Excerpted passage:
-=-=-=-=-
Single by Color Me Badd

from the album C.M.B.
- Released: January 22, 1992
- Recorded: 1991
- Genre: Contemporary R&B; pop;
- Length: 5:21
- Label: Giant; Reprise;
- Songwriters: Bryan Abrams; Mark Calderon; Troy Taylor Lee; Kevin Thornton; Sam Watters;
- Producers: Royal Bayyan; Hamza Lee;

Color Me Badd singles chronology
| "All 4 Love" (1991) | "Thinkin' Back" (1992) | "Slow Motion" (1992) |

= Thinkin' Back =

1992 single by Color Me Badd

"Thinkin' Back" is an R&B and pop song by American music group Color Me Badd from their debut album, C.M.B. (1991). It was released as the fifth single (fourth in North America) in January 1992. The song is about a deteriorating relationship, and while the protagonist's partner did them wrong, they are still lonely, and want to turn back time to go back to when their relationship was in a good place.

On the Billboard Hot 100 in the United States, the song reached number 16 on April 4, 1992, and lasted 20 weeks on the chart. It peaked at number 31 on the Hot R&B Singles chart during 9-week run on the chart, and number 35 in Canada.

==Music video==
The music video was directed by Marcus Nispel, and was filmed/produced by Portfolio Artists Network. It was shot in black and white, and was edited to coincide with the conceptual theme in the video regarding the passage of time, as each edit aligned with the beats of the music. It received strong recurring play and support on MTV, and to a lesser extent BET, which helped the performance of the song.

==Critical reception==
Larry Flick from Billboard wrote, "Those Badd boys show no sign of cooling off, thanks to this lush, R&B-powered ballad. Spotlight is on group's tightly woven harmonies and song's romantic lyrics. Another multiformat hit from the "C.M.B." album."
-=-=-=-=-
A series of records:

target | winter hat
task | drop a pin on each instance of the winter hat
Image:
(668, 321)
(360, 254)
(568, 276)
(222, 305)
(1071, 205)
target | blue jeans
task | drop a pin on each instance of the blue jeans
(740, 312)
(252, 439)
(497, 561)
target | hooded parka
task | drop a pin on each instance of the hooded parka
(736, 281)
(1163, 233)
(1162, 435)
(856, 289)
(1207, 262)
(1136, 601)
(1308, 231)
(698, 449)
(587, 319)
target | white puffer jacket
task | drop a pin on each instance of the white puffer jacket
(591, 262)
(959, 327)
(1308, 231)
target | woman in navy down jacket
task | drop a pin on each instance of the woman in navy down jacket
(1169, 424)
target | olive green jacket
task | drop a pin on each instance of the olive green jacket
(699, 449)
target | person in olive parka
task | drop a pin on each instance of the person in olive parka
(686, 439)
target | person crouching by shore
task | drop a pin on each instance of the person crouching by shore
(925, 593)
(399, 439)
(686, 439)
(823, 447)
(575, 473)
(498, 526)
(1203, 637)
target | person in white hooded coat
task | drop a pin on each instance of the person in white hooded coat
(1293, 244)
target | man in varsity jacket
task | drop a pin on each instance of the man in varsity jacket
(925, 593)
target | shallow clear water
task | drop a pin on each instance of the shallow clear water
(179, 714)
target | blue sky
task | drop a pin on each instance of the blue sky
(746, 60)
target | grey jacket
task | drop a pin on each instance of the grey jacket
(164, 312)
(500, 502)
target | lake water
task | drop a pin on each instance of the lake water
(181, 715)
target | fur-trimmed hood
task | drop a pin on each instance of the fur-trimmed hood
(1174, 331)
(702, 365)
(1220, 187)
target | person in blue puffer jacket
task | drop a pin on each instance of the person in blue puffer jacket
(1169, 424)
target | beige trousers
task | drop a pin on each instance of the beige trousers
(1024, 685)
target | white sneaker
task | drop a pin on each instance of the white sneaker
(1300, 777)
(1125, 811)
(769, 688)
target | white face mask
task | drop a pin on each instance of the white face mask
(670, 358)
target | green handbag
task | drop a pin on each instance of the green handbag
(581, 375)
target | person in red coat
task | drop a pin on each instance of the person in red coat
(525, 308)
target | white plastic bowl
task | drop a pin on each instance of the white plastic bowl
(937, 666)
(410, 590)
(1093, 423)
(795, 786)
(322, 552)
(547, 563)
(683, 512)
-=-=-=-=-
Stated exercise A:
In the song article, substitute "ranking" for "chart" and give again the part that opens with the words containing "1992 single by" and closes with "35 in Canada.".
Stated exercise B:
Render the part of the listing that opens with the line containing "target | white plastic bowl" and runs through the end of the listing as a two-column CSV with columns "request" and "pins". Give one row per request, with its text and its answer each in a single quoted field and line breaks replaced by spaces.
The song article and the listing are unrelated material.

Full output A:
1992 single by Color Me Badd

"Thinkin' Back" is an R&B and pop song by American music group Color Me Badd from their debut album, C.M.B. (1991). It was released as the fifth single (fourth in North America) in January 1992. The song is about a deteriorating relationship, and while the protagonist's partner did them wrong, they are still lonely, and want to turn back time to go back to when their relationship was in a good place.

On the Billboard Hot 100 in the United States, the song reached number 16 on April 4, 1992, and lasted 20 weeks on the ranking. It peaked at number 31 on the Hot R&B Singles ranking during 9-week run on the ranking, and number 35 in Canada.

Full output B:
request,pins
"target | white plastic bowl task | drop a pin on each instance of the white plastic bowl","(937, 666) (410, 590) (1093, 423) (795, 786) (322, 552) (547, 563) (683, 512)"